- [Arbeitsauftrag 1] Schreibe die Datensätze von der Zeile mit "Reviewer note: see that each instance of the metal" bis zum Ende der Datensätze noch einmal ab und tausche darin "parked car" gegen "parked vehicle" aus. Alles Übrige bleibt unverändert.

- [Textauszug]
=-=-=
Durch Anlasswiderstände im Hauptstromkreis des Gleichstrom- wie des Drehstrom-Kurzschlussläufer-Motors konnte dieses Problem gelöst werden:       

  • Bei den seinerzeit vorherrschenden Gleichstrom-Motoren wurden Anfahr-/Brems-Widerstände verwendet, nach der Anfahrt z.B. auch bei unserer Straßenbahn TW 214 und durch den Fahrer mit der Fahrkurbel stufenweise verringert. Sie wurden auch beim verschleißfreien Bremsen benutzt, wenn der Motor generatorisch lief. Diese Widerstände sind auf dem Dach angeordnet und werden auch durch den Fahrtwind gekühlt (s. Artikel - "Der Straßenbahn-Triebwagen TW 214 der KVG" und bei Museumsbesuch im TW214 über QR-Code im Elektrotechnischen Anhang eines PDF-Dokuments downloadbar).        
            
  • Bei Wechsel-/Drehstrom-Motoren mit Kurzschlussläufer wurden diese – auf Verlangen der Kraftwerke bzw. Energieverteilungsunternehmen ab etwa 4 kW Motorleistung – auch verwendet und in die Zuleitung von der Verteilung zum Stator geschaltet (s. aktuell den AEG-Motor mit Schnittbildern unter dem "Drehstrommodell" in der Mitte des Sammlungsgebiets Elektrische Energietechnik, TMK-Internetartikel hierzu demnächst). Außerdem gibt es bis heute den Stern-Dreieck-Anlauf, darüber hinaus verschiedene Ausführungen des Kurzschlusskäfigs im Rotor und seit vielen Jahren neben Sanftanlauf-Geräten auch Frequenzumrichter.      

Das Bild rechts bzw. oben zeigt den Läufer-Anlasser, der an die drei Klemmen K, L und M des Rotors über Schleifringe und Kohlebürsten angeschlossen wird. Aus der Offen-Stellung des Anlassers wird dieser nach der ersten  –  also  höchsten  –  Widerstandsstufe mit zunehmender Drehzahl zur letzten  –  also niedrigsten  –  Stufe verstellt und dann über den vorn sichtbaren Schalter kurzgeschlossen, um die ölgekühlten Widerstände im Gehäuseinneren zu schützen (s. auch Auszug aus der Bedienungsanleitung weiter unten)
=-=-=
- [Bereitgestelltes Material]

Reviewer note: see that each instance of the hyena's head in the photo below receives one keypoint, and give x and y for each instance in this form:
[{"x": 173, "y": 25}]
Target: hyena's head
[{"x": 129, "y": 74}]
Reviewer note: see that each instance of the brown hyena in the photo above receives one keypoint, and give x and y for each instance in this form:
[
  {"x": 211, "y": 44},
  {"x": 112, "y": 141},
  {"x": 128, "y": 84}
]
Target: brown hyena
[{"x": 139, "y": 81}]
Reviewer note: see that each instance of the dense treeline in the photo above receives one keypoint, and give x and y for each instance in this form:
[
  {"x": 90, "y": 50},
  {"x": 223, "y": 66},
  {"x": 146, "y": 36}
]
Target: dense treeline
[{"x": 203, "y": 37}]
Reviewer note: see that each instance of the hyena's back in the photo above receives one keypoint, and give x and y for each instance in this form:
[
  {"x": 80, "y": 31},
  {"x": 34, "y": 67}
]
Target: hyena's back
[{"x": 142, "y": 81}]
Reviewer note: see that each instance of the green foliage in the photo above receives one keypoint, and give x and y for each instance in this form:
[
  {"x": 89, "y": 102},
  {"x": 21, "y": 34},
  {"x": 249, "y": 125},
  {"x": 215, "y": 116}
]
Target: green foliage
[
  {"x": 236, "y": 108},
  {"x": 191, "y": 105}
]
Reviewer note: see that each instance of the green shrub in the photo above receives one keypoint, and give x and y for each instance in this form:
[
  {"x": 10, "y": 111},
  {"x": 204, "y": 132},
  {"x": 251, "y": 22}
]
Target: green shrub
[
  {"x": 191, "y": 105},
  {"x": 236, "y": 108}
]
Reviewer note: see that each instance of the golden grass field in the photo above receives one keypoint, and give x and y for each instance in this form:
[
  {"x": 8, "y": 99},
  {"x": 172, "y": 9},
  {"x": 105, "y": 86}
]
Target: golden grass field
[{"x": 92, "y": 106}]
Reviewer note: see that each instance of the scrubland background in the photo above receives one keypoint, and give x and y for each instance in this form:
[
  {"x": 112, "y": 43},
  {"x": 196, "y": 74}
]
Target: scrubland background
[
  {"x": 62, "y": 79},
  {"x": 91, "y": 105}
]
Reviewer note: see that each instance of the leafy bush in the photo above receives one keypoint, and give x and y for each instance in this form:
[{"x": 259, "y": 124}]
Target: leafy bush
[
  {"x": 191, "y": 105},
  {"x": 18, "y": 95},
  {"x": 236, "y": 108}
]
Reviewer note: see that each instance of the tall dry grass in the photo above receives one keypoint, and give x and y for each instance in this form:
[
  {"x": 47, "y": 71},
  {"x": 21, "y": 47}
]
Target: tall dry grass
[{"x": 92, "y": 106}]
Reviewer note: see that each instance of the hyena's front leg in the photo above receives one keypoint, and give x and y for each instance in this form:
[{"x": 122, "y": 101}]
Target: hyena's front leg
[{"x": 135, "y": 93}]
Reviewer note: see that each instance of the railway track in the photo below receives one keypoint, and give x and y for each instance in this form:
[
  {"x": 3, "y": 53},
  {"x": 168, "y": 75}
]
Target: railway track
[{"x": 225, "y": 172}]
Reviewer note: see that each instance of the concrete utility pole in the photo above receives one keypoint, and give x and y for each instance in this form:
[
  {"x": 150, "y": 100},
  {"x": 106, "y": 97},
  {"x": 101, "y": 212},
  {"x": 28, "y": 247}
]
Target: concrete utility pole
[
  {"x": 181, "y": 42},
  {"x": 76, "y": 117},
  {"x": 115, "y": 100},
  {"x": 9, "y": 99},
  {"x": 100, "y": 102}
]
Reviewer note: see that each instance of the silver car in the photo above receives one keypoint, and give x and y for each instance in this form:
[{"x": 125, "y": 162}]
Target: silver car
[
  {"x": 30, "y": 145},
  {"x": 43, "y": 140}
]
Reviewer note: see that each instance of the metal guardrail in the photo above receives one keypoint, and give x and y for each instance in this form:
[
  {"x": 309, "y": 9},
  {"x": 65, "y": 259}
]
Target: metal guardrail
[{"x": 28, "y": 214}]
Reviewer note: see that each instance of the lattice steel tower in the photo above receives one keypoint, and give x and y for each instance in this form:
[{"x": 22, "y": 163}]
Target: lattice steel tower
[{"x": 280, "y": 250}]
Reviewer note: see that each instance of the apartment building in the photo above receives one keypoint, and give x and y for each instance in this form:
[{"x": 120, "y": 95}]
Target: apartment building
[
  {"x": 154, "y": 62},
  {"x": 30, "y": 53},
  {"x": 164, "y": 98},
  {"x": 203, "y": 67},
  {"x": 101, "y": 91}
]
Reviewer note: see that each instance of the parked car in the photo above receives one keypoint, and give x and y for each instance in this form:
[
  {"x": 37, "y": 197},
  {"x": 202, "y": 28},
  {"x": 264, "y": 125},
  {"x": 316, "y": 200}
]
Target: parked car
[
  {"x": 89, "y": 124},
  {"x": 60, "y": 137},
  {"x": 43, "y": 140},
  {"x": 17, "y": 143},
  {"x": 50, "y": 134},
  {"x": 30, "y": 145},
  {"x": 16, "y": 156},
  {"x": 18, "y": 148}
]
=-=-=
- [Arbeitsauftrag 2]
Prüfe, ob die folgenden Aussagen mit dem Text über Anlasswiderstände übereinstimmen. Antworte jeweils mit Ja oder Nein und zitiere die entscheidenden Worte des Textes wörtlich.
(a) Die Anfahr-/Brems-Widerstände der Straßenbahn TW 214 befinden sich auf dem Dach.
(b) Bei Drehstrom-Motoren mit Kurzschlussläufer verlangten die Kraftwerke Anlasswiderstände ab etwa 10 kW Motorleistung.
(c) Der Läufer-Anlasser wird über Schleifringe und Kohlebürsten an die Klemmen des Rotors angeschlossen.

- [Lösung 1]
Reviewer note: see that each instance of the metal guardrail in the photo above receives one keypoint, and give x and y for each instance in this form:
[
  {"x": 309, "y": 9},
  {"x": 65, "y": 259}
]
Target: metal guardrail
[{"x": 28, "y": 214}]
Reviewer note: see that each instance of the lattice steel tower in the photo above receives one keypoint, and give x and y for each instance in this form:
[{"x": 22, "y": 163}]
Target: lattice steel tower
[{"x": 280, "y": 250}]
Reviewer note: see that each instance of the apartment building in the photo above receives one keypoint, and give x and y for each instance in this form:
[{"x": 120, "y": 95}]
Target: apartment building
[
  {"x": 154, "y": 62},
  {"x": 30, "y": 53},
  {"x": 164, "y": 98},
  {"x": 203, "y": 67},
  {"x": 101, "y": 91}
]
Reviewer note: see that each instance of the parked vehicle in the photo above receives one keypoint, and give x and y for each instance in this form:
[
  {"x": 37, "y": 197},
  {"x": 202, "y": 28},
  {"x": 264, "y": 125},
  {"x": 316, "y": 200}
]
Target: parked vehicle
[
  {"x": 89, "y": 124},
  {"x": 60, "y": 137},
  {"x": 43, "y": 140},
  {"x": 17, "y": 143},
  {"x": 50, "y": 134},
  {"x": 30, "y": 145},
  {"x": 16, "y": 156},
  {"x": 18, "y": 148}
]

- [Lösung 2]
(a) Ja: „Diese Widerstände sind auf dem Dach angeordnet“
(b) Nein: „ab etwa 4 kW Motorleistung“
(c) Ja: „der an die drei Klemmen K, L und M des Rotors über Schleifringe und Kohlebürsten angeschlossen wird“